### The task
Reproduce the following lines verbatim, leaving every character unchanged.

### Stored rows

━━━━━━━━━━━━━━━━━━━━━━━━━━━━━━

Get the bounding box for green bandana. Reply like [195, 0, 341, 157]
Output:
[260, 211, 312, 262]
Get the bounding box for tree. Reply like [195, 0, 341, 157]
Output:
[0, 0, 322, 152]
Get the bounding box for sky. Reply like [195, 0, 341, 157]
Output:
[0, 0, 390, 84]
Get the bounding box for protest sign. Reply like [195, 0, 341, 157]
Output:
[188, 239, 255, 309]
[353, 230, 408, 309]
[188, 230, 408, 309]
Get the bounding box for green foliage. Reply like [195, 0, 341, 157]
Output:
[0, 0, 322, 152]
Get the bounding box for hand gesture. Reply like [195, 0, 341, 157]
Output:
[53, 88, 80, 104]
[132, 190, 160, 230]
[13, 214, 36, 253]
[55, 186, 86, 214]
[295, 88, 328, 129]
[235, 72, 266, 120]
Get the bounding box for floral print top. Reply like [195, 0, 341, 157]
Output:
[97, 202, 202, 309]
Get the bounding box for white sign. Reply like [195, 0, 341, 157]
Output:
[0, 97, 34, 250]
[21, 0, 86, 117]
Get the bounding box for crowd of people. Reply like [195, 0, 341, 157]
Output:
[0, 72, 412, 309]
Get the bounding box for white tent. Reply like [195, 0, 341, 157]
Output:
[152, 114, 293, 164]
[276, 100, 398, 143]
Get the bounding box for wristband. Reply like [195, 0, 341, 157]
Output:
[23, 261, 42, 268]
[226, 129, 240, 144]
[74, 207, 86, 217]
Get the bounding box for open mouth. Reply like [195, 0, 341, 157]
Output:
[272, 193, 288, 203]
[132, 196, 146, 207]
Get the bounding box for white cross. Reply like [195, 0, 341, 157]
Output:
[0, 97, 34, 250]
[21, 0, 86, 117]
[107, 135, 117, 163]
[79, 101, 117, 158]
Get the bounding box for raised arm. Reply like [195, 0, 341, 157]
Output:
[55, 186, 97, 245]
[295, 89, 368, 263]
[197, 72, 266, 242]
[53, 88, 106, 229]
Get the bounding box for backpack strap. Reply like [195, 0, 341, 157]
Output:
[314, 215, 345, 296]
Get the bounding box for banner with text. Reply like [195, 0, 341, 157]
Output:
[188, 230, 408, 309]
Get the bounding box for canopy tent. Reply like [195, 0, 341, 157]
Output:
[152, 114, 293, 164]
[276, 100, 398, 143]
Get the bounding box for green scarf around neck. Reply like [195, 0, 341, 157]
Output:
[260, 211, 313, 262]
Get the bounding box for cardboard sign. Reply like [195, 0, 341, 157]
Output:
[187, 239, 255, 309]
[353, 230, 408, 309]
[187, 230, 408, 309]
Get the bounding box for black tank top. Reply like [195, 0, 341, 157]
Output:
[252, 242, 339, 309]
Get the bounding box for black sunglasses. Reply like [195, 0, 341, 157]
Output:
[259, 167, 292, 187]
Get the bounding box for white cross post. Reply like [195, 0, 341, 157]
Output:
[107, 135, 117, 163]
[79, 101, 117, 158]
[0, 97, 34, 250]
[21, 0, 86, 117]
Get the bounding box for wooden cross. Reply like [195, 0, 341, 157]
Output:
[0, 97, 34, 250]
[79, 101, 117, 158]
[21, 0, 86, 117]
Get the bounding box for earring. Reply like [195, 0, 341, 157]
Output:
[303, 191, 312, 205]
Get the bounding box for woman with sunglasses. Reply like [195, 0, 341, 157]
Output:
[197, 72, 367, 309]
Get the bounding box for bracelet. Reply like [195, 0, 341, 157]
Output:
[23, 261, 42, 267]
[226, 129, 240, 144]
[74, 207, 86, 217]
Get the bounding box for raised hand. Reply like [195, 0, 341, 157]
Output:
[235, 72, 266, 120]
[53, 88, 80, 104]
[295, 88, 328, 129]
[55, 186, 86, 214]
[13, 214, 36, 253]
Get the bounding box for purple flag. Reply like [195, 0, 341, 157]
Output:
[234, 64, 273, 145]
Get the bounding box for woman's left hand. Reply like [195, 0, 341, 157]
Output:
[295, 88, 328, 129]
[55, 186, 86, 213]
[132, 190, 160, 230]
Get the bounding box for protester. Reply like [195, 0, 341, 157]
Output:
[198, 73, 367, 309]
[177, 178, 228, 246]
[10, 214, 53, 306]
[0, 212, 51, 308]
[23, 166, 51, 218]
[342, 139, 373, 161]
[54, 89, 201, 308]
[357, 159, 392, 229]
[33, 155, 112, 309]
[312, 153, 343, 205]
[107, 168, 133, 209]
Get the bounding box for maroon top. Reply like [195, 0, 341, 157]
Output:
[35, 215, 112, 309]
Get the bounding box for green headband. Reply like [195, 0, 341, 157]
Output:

━━━━━━━━━━━━━━━━━━━━━━━━━━━━━━

### Written response
Get the bounding box for green bandana. Reply like [195, 0, 341, 157]
Output:
[260, 211, 312, 262]
Get the bounding box for tree. Reply like [195, 0, 341, 157]
Output:
[0, 0, 322, 152]
Get the bounding box for sky. Reply like [195, 0, 341, 157]
Output:
[0, 0, 390, 84]
Get the bounding box for protest sign. Reply like [195, 0, 341, 157]
Output:
[188, 239, 255, 309]
[353, 230, 408, 309]
[188, 230, 408, 309]
Get the bounding box for green foliage. Reply like [195, 0, 341, 157]
Output:
[0, 0, 322, 152]
Get the bounding box for hand gesture. Reply like [195, 0, 341, 157]
Output:
[53, 88, 80, 104]
[132, 190, 160, 230]
[13, 214, 36, 253]
[55, 186, 86, 214]
[295, 88, 328, 129]
[235, 72, 266, 120]
Get the bounding box for floral print top. Reply like [195, 0, 341, 157]
Output:
[97, 202, 202, 309]
Get the bounding box for white sign. Reply like [195, 0, 341, 157]
Output:
[0, 97, 34, 250]
[21, 0, 86, 117]
Get the bounding box for crowd of people. Reply like [195, 0, 341, 157]
Output:
[0, 72, 412, 309]
Get the bounding box for white tent. Reply like [195, 0, 341, 157]
Output:
[152, 114, 293, 164]
[276, 100, 398, 143]
Get the bounding box for wristband. Reply like [195, 0, 341, 157]
Output:
[23, 261, 42, 268]
[226, 129, 240, 144]
[74, 207, 86, 217]
Get the bounding box for open mouth. Reply like [195, 0, 341, 157]
Output:
[272, 193, 288, 203]
[132, 196, 146, 207]
Get the bounding box for white cross. Reply like [195, 0, 341, 157]
Output:
[0, 97, 34, 250]
[21, 0, 86, 117]
[107, 135, 117, 163]
[79, 101, 117, 158]
Get the bounding box for raised arm. Reply like [195, 0, 341, 157]
Output:
[55, 186, 97, 245]
[295, 89, 368, 263]
[197, 72, 266, 242]
[53, 88, 106, 229]
Get the bounding box for backpack strap. Reply like [195, 0, 341, 157]
Output:
[314, 215, 345, 296]
Get the bounding box for banner with text. Reply like [195, 0, 341, 157]
Output:
[188, 230, 408, 309]
Get the bounding box for canopy tent. Reply like [195, 0, 341, 157]
Output:
[152, 114, 293, 164]
[276, 100, 398, 143]
Get the bounding box for green scarf around neck. Reply like [195, 0, 341, 157]
Output:
[260, 211, 313, 262]
Get the bounding box for cardboard sign. Reply like [195, 0, 341, 157]
Output:
[187, 239, 255, 309]
[353, 230, 408, 309]
[187, 230, 408, 309]
Get the bounding box for black tank top. Reply like [195, 0, 341, 157]
Output:
[252, 242, 339, 309]
Get the bounding box for black sunglasses. Reply like [195, 0, 341, 157]
Output:
[259, 167, 292, 187]
Get the bounding box for white cross post. Reply like [195, 0, 341, 157]
Output:
[107, 135, 117, 163]
[79, 101, 117, 158]
[0, 97, 34, 250]
[21, 0, 86, 117]
Get the bounding box for wooden cross. Reply like [195, 0, 341, 157]
Output:
[0, 97, 34, 250]
[79, 101, 117, 158]
[21, 0, 86, 117]
Get the bounding box for earring. Reply like [195, 0, 341, 157]
Output:
[303, 191, 312, 205]
Get the bounding box for woman with sunglasses. Reply like [195, 0, 341, 157]
Output:
[197, 72, 367, 309]
Get the bounding box for bracelet. Reply like [195, 0, 341, 157]
Output:
[23, 261, 42, 267]
[226, 129, 240, 144]
[74, 207, 86, 217]
Get the bounding box for raised hand. Reply like [195, 0, 341, 157]
Output:
[235, 72, 266, 120]
[53, 88, 80, 104]
[295, 88, 328, 129]
[55, 186, 86, 214]
[13, 214, 36, 253]
Get the bounding box for purple flag. Reply like [195, 0, 341, 157]
Output:
[234, 64, 273, 145]
Get the bounding box for woman's left hand. Reply like [195, 0, 341, 157]
Output:
[295, 88, 328, 129]
[55, 186, 86, 213]
[132, 190, 160, 230]
Get the bounding box for protester. Reply like [195, 0, 341, 157]
Output:
[198, 73, 367, 309]
[177, 178, 228, 246]
[10, 214, 53, 306]
[0, 212, 51, 308]
[23, 166, 51, 218]
[342, 139, 373, 161]
[54, 89, 201, 308]
[357, 159, 392, 229]
[33, 155, 112, 309]
[312, 153, 343, 205]
[107, 168, 133, 209]
Get the bounding box for maroon top. Reply like [195, 0, 341, 157]
Output:
[35, 215, 112, 309]
Get the bounding box for green headband. Reply like [195, 0, 341, 157]
Output:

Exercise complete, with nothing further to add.